Quote each record exactly, please, leaving none out.

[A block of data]
━━━━━━

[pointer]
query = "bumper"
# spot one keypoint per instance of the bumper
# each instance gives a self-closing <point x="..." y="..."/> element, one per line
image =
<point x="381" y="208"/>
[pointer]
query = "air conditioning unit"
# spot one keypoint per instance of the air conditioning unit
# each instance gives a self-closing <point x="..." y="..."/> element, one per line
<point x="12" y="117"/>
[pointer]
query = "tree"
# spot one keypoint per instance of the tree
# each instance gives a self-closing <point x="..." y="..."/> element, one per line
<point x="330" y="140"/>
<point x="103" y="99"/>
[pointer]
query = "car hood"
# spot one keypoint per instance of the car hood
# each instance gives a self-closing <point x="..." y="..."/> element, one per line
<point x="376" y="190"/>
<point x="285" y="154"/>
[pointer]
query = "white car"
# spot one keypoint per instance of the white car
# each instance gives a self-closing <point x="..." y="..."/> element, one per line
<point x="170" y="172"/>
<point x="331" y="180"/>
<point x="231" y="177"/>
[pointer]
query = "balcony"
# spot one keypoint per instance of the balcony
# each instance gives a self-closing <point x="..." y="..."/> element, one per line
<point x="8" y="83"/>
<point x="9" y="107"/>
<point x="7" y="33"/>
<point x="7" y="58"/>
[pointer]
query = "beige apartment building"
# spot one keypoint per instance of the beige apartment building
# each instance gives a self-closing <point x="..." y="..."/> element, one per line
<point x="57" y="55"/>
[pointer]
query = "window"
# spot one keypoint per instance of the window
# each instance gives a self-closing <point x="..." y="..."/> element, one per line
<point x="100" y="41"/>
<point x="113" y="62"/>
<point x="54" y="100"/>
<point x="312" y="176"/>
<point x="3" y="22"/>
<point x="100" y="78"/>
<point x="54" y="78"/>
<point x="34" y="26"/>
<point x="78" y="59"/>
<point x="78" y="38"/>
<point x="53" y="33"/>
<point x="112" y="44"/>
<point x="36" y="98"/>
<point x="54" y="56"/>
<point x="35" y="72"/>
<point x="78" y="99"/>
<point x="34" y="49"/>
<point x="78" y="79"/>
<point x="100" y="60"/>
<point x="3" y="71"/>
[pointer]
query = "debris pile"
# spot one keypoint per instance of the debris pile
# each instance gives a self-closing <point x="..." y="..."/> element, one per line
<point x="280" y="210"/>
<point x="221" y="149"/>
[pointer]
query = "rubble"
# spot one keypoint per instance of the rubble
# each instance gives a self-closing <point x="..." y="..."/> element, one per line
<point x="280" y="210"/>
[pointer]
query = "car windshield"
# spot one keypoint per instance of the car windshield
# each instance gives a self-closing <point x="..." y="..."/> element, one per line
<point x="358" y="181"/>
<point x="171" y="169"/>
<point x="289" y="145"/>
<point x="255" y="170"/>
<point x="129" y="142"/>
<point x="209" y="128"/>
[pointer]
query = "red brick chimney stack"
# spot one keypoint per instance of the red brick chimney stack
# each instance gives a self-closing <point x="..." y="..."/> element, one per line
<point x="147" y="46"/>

━━━━━━

▶ [Written answer]:
[pointer]
query = "bumper"
# spot one keypoint per instance of the bumper
# each instance gives a self-closing <point x="..." y="..."/> element, one per line
image =
<point x="381" y="208"/>
[pointer]
query = "air conditioning unit"
# spot one keypoint per instance of the air conditioning unit
# each instance gives a self-closing <point x="..." y="..."/> element, one per line
<point x="12" y="117"/>
[pointer]
query = "tree"
# spot one keypoint per instance of the tree
# each instance gives a self-closing <point x="..." y="..."/> element, one per line
<point x="330" y="140"/>
<point x="103" y="99"/>
[pointer]
query = "car hood"
# spot one keypoint per instance of the car hood
# each instance gives a self-closing <point x="..." y="..."/> element, one per line
<point x="376" y="190"/>
<point x="285" y="154"/>
[pointer]
query = "white car"
# spot one keypoint per instance of the white car
# each instance gives a self-closing <point x="..." y="..."/> element, one per line
<point x="170" y="172"/>
<point x="331" y="180"/>
<point x="231" y="177"/>
[pointer]
query = "balcony"
# spot one keypoint per instance of the balcony
# each instance gives a self-closing <point x="..." y="..."/> element, one per line
<point x="8" y="83"/>
<point x="9" y="107"/>
<point x="7" y="33"/>
<point x="7" y="58"/>
[pointer]
query = "beige apartment building"
# spot one keypoint per instance of the beige apartment building
# each instance gives a self-closing <point x="..." y="..."/> element, one per line
<point x="57" y="55"/>
[pointer]
query = "window"
# spot one keypoint per instance of the window
# each instance gives a self-closing <point x="..." y="..."/> element, one per line
<point x="100" y="41"/>
<point x="113" y="62"/>
<point x="54" y="100"/>
<point x="312" y="176"/>
<point x="3" y="22"/>
<point x="100" y="78"/>
<point x="54" y="78"/>
<point x="34" y="26"/>
<point x="78" y="59"/>
<point x="78" y="38"/>
<point x="53" y="33"/>
<point x="112" y="44"/>
<point x="36" y="98"/>
<point x="54" y="56"/>
<point x="35" y="72"/>
<point x="78" y="99"/>
<point x="34" y="49"/>
<point x="78" y="79"/>
<point x="100" y="60"/>
<point x="3" y="71"/>
[pointer]
query = "debris pile"
# spot one keypoint per instance of the debris pile
# each instance gives a self-closing <point x="..." y="..."/> element, one per line
<point x="280" y="210"/>
<point x="221" y="149"/>
[pointer]
query = "rubble"
# spot one keypoint per instance of the rubble
# each instance gives a self-closing <point x="..." y="..."/> element, one per line
<point x="280" y="210"/>
[pointer]
query = "car windshield"
# spot one keypoint per instance of the car windshield
# each instance gives a self-closing <point x="..." y="..."/> element, one per line
<point x="358" y="181"/>
<point x="171" y="169"/>
<point x="289" y="145"/>
<point x="255" y="170"/>
<point x="129" y="142"/>
<point x="209" y="128"/>
[pointer]
query = "red brick chimney stack"
# spot one keypoint per instance of the red brick chimney stack
# each instance gives a self-closing <point x="..." y="..."/> element, one per line
<point x="147" y="46"/>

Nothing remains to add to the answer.